Ci sono tre passaggi del discorso che il neo presidente del Consiglio Giuseppe Conte ha tenuto ieri al Senato, che a nostro avviso meritano di essere commentati, anche alla luce della critica che ieri abbiamo fatto a questo esecutivo per i motivi che spieghiamo nelle righe successive.
Il primo. Il delitto di Sacko Soumayla, il giovane bracciante del Mali, immigrato da qualche anno in Calabria, abbattuto come un cane quattro giorni fa da un ignoto individuo nella piana fra San Ferdinando e Vibo Valentia mentre assieme a due connazionali raccoglieva dei pezzetti di lamiera per riparare il tetto malfermo della sua baracca.
Sacko non era solo l’extracomunitario venuto in Italia per migliorare le sue condizioni di vita. Era anche un sindacalista che si batteva per i diritti degli immigrati che lavorano in quel pezzo di Calabria con paghe da servitori della gleba. Per questo, nel nostro articolo di ieri, abbiamo tirato in ballo il governo, soprattutto i ministri dell’Interno e del Lavoro. Che a nostro avviso, per dare un segnale nuovo, avrebbero fatto bene a dire la loro su un gesto così efferato e crudele. Hanno ritenuto di non farlo e noi abbiamo ritenuto di rimarcarlo con il pezzo di ieri.
Così come adesso rimarchiamo positivamente la posizione – seppur tardiva – del neo presidente del Consiglio, che col suo discorso ha rimediato alle assenze dei suoi due vice presidenti. Poche parole, quelle del nuovo premier, su Sacko. Poche ma significative per stemperare un clima rovente come quello creatosi dopo l’omicidio del giovane sindacalista maliano.
“Non siamo affatto insensibili – ha detto Conte – . Una riflessione merita la tragica vicenda occorsa giorni orsono. Sacko Soumayla è stato ucciso con un colpo di fucile: era uno tra i mille braccianti, con regolare permesso di soggiorno, che tutti i giorni in questo Paese si recano al lavoro in condizioni che si collocano al di sotto della soglia della dignità. A lui e ai suoi familiari va il nostro commosso pensiero”.
Cinque righe che rassicurano e che bilanciano le esternazioni del ministro dell’Interno Matteo Salvini sugli extracomunitari. Ma a colpire non sono solamente le parole di Conte, quanto i trenta secondi di applausi dell’intera aula (Salvini compreso) seguiti a questo passaggio significativo. Un segnale che spazza via le polemiche e che lascia ben sperare per il futuro.
----
■ **CONSEGNA**
Riporti il passo del brano sul discorso di Conte da "Così come adesso" a "giovane sindacalista maliano.", sostituendo "rovente" con "acceso".

■ **RIGHE DI DATI**
----
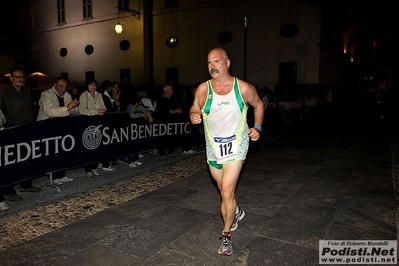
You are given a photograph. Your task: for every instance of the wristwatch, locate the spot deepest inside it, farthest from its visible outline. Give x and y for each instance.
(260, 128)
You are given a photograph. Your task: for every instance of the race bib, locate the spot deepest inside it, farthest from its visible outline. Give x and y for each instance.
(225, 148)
----
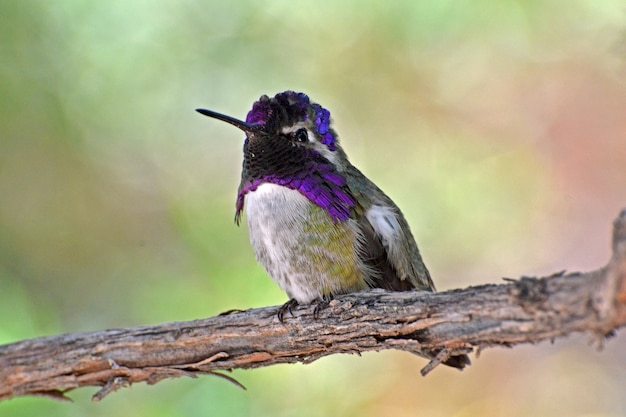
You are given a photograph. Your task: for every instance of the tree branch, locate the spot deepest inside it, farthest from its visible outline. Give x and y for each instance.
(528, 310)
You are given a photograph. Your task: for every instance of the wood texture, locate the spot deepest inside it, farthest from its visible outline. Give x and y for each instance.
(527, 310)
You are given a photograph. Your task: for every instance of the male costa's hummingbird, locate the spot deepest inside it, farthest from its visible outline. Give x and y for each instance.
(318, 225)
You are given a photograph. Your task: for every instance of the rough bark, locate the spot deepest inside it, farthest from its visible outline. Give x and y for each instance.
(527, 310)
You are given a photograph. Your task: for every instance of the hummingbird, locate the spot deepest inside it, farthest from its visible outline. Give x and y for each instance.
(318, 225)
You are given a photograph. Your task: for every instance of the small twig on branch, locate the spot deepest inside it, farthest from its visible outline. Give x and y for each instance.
----
■ **SOLUZIONE**
Così come adesso rimarchiamo positivamente la posizione – seppur tardiva – del neo presidente del Consiglio, che col suo discorso ha rimediato alle assenze dei suoi due vice presidenti. Poche parole, quelle del nuovo premier, su Sacko. Poche ma significative per stemperare un clima acceso come quello creatosi dopo l’omicidio del giovane sindacalista maliano.